▸ **WHAT NEEDS TO BE DONE**
Transcribe exactly the lines from the one holding "chandelier -> point" to the end of the data below, including both of those lines and no others.

Stored data:
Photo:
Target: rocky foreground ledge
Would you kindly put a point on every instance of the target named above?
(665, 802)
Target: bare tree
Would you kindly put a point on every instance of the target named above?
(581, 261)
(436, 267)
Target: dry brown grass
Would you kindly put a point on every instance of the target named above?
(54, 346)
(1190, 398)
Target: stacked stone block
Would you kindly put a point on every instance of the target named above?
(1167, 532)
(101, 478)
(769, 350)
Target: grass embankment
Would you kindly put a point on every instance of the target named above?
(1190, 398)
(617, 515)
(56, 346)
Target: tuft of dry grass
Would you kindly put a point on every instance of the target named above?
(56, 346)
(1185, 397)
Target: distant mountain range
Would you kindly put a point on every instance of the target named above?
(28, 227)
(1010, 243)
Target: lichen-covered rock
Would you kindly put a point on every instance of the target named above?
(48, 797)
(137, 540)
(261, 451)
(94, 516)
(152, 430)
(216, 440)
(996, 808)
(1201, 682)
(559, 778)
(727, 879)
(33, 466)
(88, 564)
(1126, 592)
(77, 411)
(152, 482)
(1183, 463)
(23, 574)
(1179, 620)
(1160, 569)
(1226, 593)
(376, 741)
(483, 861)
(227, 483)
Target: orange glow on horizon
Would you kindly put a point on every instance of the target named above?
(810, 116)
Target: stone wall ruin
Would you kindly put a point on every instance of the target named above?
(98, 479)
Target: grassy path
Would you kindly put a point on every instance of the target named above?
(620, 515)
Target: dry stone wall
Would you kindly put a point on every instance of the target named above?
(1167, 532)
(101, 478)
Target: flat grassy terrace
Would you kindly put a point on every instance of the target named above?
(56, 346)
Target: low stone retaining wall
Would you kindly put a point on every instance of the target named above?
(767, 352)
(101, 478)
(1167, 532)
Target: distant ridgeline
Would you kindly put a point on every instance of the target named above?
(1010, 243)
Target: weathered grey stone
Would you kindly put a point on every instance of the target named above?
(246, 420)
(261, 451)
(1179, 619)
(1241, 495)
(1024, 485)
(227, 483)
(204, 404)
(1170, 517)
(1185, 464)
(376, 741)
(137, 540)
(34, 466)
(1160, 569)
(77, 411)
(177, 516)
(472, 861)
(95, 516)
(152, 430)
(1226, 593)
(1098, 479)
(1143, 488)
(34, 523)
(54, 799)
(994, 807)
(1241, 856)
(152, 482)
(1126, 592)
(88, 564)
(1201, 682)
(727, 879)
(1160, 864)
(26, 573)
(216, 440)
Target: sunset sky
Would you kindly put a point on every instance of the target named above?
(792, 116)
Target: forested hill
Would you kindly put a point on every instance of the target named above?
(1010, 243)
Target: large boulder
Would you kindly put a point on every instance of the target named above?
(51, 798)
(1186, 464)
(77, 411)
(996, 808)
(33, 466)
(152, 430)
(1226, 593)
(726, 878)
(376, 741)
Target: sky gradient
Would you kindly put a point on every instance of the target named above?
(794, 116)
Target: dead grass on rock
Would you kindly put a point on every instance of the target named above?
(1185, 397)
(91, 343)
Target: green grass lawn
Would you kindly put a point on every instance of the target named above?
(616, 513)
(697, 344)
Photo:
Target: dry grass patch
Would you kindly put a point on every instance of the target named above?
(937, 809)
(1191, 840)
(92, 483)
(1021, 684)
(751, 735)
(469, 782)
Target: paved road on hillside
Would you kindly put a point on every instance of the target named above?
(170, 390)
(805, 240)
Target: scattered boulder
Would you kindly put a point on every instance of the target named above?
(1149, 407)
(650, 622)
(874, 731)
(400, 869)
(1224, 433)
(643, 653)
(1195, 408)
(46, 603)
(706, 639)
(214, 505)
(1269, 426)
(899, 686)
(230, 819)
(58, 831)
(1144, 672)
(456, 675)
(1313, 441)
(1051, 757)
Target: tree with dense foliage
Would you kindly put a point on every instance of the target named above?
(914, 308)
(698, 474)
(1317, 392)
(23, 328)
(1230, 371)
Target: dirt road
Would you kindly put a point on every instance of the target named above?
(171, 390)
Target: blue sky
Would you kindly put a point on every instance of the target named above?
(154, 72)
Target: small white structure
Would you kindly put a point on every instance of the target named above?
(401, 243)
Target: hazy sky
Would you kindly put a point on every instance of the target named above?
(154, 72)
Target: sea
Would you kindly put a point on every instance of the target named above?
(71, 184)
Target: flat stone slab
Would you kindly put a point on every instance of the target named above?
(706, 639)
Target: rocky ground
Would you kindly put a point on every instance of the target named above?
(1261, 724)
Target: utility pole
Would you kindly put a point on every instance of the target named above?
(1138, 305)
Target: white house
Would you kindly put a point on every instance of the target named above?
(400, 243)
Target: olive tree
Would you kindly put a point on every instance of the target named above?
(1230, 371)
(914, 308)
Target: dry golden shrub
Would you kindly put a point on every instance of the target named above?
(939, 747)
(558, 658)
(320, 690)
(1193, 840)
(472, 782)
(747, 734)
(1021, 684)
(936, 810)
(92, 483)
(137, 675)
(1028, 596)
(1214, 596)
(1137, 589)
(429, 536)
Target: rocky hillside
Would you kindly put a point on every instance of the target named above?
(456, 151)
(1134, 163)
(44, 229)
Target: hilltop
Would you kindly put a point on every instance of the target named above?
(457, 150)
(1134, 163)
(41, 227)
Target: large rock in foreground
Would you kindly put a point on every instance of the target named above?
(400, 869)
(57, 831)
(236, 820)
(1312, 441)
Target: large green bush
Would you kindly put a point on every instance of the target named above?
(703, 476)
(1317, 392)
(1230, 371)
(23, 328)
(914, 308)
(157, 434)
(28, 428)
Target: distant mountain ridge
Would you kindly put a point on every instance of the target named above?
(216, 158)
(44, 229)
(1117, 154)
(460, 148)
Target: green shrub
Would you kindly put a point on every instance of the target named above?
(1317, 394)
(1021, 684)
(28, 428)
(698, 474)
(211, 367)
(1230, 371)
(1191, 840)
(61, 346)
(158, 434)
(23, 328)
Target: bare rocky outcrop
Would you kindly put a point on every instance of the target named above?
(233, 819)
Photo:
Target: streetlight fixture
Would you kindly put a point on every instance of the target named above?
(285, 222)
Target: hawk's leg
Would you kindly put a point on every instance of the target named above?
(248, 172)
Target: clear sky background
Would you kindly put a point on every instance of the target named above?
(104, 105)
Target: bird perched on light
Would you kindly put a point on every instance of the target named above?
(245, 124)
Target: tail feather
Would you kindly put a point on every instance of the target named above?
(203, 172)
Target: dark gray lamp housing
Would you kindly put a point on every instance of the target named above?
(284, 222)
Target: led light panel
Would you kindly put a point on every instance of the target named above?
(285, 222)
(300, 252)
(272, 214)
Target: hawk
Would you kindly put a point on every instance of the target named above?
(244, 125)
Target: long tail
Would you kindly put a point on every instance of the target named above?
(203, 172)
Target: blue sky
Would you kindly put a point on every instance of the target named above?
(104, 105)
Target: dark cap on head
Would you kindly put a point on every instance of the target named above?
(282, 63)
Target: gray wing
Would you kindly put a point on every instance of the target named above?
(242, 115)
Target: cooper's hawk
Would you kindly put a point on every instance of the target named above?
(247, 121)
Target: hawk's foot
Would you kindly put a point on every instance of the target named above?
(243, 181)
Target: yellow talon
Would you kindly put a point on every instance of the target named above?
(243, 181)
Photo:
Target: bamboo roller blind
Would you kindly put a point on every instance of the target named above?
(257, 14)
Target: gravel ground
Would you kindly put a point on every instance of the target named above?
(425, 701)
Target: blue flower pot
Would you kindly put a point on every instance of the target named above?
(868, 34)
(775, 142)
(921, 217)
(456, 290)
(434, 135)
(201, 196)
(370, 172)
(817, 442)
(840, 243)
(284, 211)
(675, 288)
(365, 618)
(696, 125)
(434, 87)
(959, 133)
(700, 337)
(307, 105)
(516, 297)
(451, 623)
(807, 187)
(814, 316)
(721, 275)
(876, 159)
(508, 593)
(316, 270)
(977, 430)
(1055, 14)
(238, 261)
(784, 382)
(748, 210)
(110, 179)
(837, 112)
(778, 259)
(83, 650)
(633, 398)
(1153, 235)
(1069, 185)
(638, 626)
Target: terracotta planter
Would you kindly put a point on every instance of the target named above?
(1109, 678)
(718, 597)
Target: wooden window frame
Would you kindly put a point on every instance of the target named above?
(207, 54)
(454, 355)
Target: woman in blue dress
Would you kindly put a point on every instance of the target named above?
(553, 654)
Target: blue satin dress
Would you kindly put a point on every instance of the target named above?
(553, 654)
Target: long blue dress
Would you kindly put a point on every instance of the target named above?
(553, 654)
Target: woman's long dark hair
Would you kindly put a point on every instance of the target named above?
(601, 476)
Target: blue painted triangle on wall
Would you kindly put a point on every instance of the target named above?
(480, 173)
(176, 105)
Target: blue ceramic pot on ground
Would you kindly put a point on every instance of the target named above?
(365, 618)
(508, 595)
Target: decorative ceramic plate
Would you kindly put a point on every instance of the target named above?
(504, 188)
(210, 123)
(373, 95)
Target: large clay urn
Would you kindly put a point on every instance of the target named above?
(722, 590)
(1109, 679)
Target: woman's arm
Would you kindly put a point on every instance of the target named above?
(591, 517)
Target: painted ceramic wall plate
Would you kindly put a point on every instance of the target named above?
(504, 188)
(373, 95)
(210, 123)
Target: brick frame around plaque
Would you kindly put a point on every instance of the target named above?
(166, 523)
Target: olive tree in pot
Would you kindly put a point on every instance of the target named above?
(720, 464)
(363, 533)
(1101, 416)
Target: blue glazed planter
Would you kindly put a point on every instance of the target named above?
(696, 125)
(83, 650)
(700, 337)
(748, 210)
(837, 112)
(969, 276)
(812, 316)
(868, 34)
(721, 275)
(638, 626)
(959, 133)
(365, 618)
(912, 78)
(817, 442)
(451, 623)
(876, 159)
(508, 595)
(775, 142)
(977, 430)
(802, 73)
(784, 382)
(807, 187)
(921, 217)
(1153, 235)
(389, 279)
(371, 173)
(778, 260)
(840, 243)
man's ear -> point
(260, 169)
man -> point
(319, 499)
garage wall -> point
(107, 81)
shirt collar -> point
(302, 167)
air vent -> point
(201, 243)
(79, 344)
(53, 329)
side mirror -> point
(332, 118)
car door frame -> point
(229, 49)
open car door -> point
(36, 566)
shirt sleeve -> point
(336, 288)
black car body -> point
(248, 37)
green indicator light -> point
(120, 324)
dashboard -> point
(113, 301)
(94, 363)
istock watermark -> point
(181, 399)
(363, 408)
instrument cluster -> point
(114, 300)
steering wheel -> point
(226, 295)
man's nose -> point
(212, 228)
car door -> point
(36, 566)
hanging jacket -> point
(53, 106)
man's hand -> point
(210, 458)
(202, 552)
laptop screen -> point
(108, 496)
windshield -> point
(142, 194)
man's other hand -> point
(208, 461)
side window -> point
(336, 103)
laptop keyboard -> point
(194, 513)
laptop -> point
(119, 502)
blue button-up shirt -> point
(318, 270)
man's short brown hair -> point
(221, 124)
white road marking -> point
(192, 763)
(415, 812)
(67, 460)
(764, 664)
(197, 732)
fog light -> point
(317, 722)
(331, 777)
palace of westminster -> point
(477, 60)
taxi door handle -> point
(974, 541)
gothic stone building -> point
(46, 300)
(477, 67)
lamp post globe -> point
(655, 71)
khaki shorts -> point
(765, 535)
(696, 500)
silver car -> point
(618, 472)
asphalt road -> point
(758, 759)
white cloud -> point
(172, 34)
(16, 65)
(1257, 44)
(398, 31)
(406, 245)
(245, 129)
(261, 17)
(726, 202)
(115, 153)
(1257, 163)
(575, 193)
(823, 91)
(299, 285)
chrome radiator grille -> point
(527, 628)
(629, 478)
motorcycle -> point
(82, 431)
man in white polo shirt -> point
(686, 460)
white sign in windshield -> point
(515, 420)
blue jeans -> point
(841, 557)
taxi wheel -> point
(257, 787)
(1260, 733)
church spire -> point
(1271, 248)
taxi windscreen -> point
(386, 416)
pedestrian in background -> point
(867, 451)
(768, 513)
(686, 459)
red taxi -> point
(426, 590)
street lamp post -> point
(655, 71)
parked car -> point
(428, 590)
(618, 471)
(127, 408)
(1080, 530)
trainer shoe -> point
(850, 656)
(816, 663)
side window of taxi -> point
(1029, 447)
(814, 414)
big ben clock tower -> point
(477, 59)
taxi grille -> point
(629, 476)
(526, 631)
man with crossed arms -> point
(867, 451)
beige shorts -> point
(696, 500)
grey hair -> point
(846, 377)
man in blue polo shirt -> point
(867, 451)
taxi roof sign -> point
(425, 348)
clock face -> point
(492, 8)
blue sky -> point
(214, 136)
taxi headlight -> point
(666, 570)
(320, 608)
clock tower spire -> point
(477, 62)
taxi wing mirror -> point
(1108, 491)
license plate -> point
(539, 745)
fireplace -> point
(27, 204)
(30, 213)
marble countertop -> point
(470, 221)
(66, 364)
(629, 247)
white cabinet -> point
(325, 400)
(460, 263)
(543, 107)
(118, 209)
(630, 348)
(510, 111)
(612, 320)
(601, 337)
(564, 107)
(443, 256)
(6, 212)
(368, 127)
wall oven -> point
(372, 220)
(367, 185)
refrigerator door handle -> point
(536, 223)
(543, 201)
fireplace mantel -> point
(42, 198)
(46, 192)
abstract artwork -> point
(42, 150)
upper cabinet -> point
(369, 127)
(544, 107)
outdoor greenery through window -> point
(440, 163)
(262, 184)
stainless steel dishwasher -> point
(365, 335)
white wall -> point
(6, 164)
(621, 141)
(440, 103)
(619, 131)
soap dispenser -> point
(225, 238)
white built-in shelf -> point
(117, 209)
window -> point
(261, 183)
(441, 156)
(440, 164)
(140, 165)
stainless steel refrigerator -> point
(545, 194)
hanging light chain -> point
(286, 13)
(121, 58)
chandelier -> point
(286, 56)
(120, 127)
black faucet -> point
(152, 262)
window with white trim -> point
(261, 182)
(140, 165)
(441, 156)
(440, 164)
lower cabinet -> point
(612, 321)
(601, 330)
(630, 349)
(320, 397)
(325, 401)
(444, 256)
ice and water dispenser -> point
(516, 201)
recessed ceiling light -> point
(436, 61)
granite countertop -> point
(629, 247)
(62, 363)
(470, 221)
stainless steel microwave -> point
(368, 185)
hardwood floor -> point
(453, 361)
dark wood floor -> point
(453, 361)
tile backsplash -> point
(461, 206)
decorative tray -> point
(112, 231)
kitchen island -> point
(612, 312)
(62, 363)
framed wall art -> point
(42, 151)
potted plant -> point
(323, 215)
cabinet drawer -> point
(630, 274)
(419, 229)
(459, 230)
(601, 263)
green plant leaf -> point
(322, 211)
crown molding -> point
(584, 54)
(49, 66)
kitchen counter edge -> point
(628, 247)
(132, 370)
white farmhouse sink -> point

▸ **WRITTEN SOLUTION**
chandelier -> point
(286, 56)
(120, 127)
black faucet -> point
(152, 262)
window with white trim -> point
(261, 182)
(140, 165)
(441, 156)
(440, 164)
lower cabinet -> point
(612, 321)
(601, 330)
(630, 349)
(320, 397)
(325, 401)
(444, 256)
ice and water dispenser -> point
(516, 201)
recessed ceiling light -> point
(436, 61)
granite countertop -> point
(629, 247)
(62, 363)
(470, 221)
stainless steel microwave -> point
(368, 185)
hardwood floor -> point
(453, 361)
dark wood floor -> point
(453, 361)
tile backsplash -> point
(461, 206)
decorative tray -> point
(112, 231)
kitchen island -> point
(612, 312)
(62, 363)
framed wall art -> point
(42, 151)
potted plant -> point
(323, 215)
cabinet drawer -> point
(630, 274)
(419, 229)
(459, 230)
(601, 263)
green plant leaf -> point
(322, 211)
crown molding -> point
(584, 54)
(49, 66)
kitchen counter edge -> point
(628, 247)
(132, 370)
white farmhouse sink -> point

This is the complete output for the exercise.